* [Written task 1]:
Answer these questions about the biography of Trippe:
(a) In what year did Trippe graduate from the Savannah College of Art and Design?
(b) Who, along with Trippe, instigated the 2005 Batgirl Livejournal Meme?
(c) With which writer did Trippe co-found Project: Rooftop?
* [Written task 2]:
Write out the stretch of the Trippe biography from "Trippe's early published" through "comic book characters.".
* [Written task 3]:
Add the next part of the Trippe biography, starting after its final sentence.
··· Document excerpt
Mayday "Dean" Trippe is a United States-based comic book artist and illustrator. Trippe graduated from the Savannah College of Art and Design with a B.F.A. in Sequential Art in 2003.

Work

Trippe's early published work includes contributions to several comic anthologies, including You Ain't No Dancer and the 2005 FLUKE Anthology, as well as coloring for various publishers, including Viper Comics' The Middleman and Oni Press's Ghost Projekt. Their primary work to date is the webcomic Butterfly.

Along with Jamie Dee Galey, Trippe was also one of the instigators of the 2005 Batgirl Livejournal Meme, which grew into a phenomenon of over 1000 artists contributing their own unique renditions of DC Comics' Batgirl.

Trippe is known for their stylish redesigns of popular American superhero characters. With writer Chris Arrant, they co-founded Project: Rooftop, a website devoted to original redesigns of classic American comic book characters.
······
··· Data extract
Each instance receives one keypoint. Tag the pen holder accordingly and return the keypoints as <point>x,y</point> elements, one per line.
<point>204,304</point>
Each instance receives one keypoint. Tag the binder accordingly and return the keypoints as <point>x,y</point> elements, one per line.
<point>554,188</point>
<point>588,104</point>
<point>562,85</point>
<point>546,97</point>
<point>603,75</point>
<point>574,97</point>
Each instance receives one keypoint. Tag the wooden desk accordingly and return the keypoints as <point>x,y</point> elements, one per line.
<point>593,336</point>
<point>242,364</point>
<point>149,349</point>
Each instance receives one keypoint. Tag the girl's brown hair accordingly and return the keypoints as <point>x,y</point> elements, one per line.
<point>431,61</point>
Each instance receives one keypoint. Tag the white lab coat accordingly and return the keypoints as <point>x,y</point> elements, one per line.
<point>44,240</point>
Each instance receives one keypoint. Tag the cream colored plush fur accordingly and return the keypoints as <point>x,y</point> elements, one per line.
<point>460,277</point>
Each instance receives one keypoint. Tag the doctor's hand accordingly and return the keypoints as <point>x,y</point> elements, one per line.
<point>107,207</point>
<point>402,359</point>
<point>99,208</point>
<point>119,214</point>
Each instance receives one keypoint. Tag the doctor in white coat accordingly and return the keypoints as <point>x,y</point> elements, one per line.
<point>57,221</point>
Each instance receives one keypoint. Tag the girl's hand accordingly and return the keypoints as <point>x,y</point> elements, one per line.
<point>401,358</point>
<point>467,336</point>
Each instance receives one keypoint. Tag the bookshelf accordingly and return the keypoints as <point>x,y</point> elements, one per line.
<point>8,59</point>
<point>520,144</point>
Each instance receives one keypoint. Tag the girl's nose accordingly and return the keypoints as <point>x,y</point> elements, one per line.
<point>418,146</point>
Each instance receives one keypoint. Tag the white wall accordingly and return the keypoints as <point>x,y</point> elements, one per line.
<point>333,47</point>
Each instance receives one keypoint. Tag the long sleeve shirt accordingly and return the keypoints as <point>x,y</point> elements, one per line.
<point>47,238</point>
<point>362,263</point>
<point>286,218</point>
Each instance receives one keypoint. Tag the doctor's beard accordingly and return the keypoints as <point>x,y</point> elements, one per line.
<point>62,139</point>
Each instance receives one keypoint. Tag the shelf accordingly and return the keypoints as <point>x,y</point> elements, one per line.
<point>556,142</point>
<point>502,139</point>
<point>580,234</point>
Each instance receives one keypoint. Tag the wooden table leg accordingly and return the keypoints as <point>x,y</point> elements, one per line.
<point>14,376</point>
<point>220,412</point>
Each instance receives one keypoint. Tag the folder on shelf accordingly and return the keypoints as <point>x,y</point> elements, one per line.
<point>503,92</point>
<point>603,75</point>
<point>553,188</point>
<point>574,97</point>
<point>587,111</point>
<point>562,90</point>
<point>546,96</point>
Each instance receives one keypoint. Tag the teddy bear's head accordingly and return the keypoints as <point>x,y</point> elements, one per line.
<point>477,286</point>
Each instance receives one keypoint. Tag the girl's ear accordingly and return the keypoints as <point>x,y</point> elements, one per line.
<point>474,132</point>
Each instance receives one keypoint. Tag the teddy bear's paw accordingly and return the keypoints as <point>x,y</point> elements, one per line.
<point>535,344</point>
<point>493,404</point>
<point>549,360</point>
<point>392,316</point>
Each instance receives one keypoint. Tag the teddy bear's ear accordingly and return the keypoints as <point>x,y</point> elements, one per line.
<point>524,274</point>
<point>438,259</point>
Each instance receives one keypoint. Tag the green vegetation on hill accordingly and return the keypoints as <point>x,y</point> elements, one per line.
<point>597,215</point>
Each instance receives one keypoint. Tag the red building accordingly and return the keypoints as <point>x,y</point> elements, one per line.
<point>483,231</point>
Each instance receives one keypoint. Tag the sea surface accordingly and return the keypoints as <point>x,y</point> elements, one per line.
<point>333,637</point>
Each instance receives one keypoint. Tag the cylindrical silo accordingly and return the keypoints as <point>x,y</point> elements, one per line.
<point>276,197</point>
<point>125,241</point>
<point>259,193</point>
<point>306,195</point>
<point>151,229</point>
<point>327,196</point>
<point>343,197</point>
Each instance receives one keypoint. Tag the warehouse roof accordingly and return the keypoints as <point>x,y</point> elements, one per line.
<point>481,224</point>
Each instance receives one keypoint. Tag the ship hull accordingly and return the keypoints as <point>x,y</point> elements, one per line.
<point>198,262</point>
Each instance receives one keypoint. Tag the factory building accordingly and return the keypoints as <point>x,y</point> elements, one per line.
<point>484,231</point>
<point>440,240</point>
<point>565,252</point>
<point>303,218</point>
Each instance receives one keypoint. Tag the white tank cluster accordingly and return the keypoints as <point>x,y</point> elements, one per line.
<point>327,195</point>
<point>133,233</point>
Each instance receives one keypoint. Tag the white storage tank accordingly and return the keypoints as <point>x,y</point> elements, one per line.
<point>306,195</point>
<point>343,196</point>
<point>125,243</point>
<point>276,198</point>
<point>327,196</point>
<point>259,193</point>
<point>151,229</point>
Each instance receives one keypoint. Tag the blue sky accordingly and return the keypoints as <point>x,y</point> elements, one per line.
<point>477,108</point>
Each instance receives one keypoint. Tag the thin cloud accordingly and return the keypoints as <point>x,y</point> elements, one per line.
······
* [Expected output 1]:
(a) 2003
(b) Jamie Dee Galey
(c) Chris Arrant

* [Expected output 2]:
Trippe's early published work includes contributions to several comic anthologies, including You Ain't No Dancer and the 2005 FLUKE Anthology, as well as coloring for various publishers, including Viper Comics' The Middleman and Oni Press's Ghost Projekt. Their primary work to date is the webcomic Butterfly.

Along with Jamie Dee Galey, Trippe was also one of the instigators of the 2005 Batgirl Livejournal Meme, which grew into a phenomenon of over 1000 artists contributing their own unique renditions of DC Comics' Batgirl.

Trippe is known for their stylish redesigns of popular American superhero characters. With writer Chris Arrant, they co-founded Project: Rooftop, a website devoted to original redesigns of classic American comic book characters.

* [Expected output 3]:
Trippe collaborated with fellow comics creator Jason Horn on the short story, "Merman," for Image Comics' Comic Book Tattoo, the Eisner and Harvey Award-winning anthology graphic novel inspired by the songs of musician Tori Amos. Trippe's later published the graphic novel Power Lunch: Book 1: First Course, with writer J. Torres, for Oni Press.

Trippe started a Kickstarter campaign in 2014 to publish Something Terrible, an autobiographical comic about child abuse and sexual violence. The work was distributed by Iron Circus Comics.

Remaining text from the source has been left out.